Entries from a collection:

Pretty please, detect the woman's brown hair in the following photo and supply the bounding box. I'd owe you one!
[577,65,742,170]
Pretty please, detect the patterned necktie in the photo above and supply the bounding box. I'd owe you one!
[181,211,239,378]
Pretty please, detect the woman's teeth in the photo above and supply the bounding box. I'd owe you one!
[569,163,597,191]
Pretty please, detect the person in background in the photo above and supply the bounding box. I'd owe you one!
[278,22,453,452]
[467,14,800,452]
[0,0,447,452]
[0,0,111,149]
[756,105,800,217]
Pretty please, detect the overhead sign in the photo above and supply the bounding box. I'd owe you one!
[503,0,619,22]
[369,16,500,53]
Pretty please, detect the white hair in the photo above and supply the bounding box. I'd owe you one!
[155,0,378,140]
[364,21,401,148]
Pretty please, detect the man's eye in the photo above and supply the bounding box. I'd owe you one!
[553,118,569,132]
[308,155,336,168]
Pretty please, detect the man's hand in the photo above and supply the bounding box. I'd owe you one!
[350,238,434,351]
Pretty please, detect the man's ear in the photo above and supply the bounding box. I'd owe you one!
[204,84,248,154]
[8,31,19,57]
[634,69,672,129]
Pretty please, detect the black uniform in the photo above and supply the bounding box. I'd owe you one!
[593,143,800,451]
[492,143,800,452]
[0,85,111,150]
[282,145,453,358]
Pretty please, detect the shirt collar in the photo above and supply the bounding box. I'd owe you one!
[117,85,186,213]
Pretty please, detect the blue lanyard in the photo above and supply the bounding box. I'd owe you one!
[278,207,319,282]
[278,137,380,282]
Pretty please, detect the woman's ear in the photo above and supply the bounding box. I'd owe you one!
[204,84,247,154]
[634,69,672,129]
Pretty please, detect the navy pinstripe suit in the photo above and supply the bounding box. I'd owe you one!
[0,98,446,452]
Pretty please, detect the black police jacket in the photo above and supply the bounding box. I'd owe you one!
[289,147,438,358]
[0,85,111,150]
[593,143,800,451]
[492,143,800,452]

→ **Work required**
Format all of the lines above as a two-column CSV with the headers request and boxes, one row per request. Put the request text in one quoted field and its answer in the other, replacing any line breaks with spaces.

→ **Response to this exercise**
request,boxes
"Pretty please, detect the woman's brown hair in the following photo and supply the bounding box. I'd owe you one!","[577,65,742,170]"
"Pretty please, detect the patterned necktie in the photo above and supply the bounding box. I'd owe you one!","[181,211,239,378]"
"Pretty please, detect the woman's teeth in the photo above and supply the bounding box. I'd owe you one!","[569,163,597,191]"
"Pretty please, detect the person in background in the photo above and supply the bounding box. I'd owe you one!","[278,22,453,452] [467,14,800,452] [0,0,447,452] [0,0,111,149] [756,105,800,217]"
"Pretty please, detect the overhead sign in the photo above and supply the bounding box. I'd owe you one!","[503,0,619,22] [369,16,500,53]"
"Pretty please, detect the white hair in the photo above and supply the bounding box. I'd owe you one!","[155,0,378,140] [364,21,401,148]"
"Pretty please, detect the man's eye in the photo above and supply the bounding box. I'd owe you one!","[553,118,569,132] [308,155,336,168]"
"Pretty please, detect the man's hand in the photo above and supply the bounding box. I'd owe you one!","[350,238,434,351]"
"Pretty please, detect the man's ear in the photo above and supply the bounding box. I'd owe you one!","[204,84,248,154] [8,31,19,57] [634,69,672,129]"
"Pretty please, detect the black uniform in the photo above and supply the bounding box. I'd owe you one!","[593,143,800,451] [492,143,800,452] [0,85,111,150] [282,145,453,358]"
"Pretty please, detect the shirt collar in the photo above and supply the bounding box. I'd owe you one!","[117,85,186,213]"
"Pretty please, detect the blue lanyard in the photo above and supply the bounding box. I'd owe you one!","[278,207,319,282] [278,137,380,282]"
"Pretty please, detect the woman's ear in the photo above and supply the bounding box. I'd owe you one!","[204,84,247,154] [634,69,672,129]"
"Pretty please, detect the navy pinstripe suit in the photo above and supply the bounding box. I'd owe you one!","[0,98,446,452]"
"Pretty please, detect the black police jacket in the photo above and supply the bounding box. I'd owe you one!","[289,147,438,358] [0,85,111,150] [593,143,800,451] [492,143,800,452]"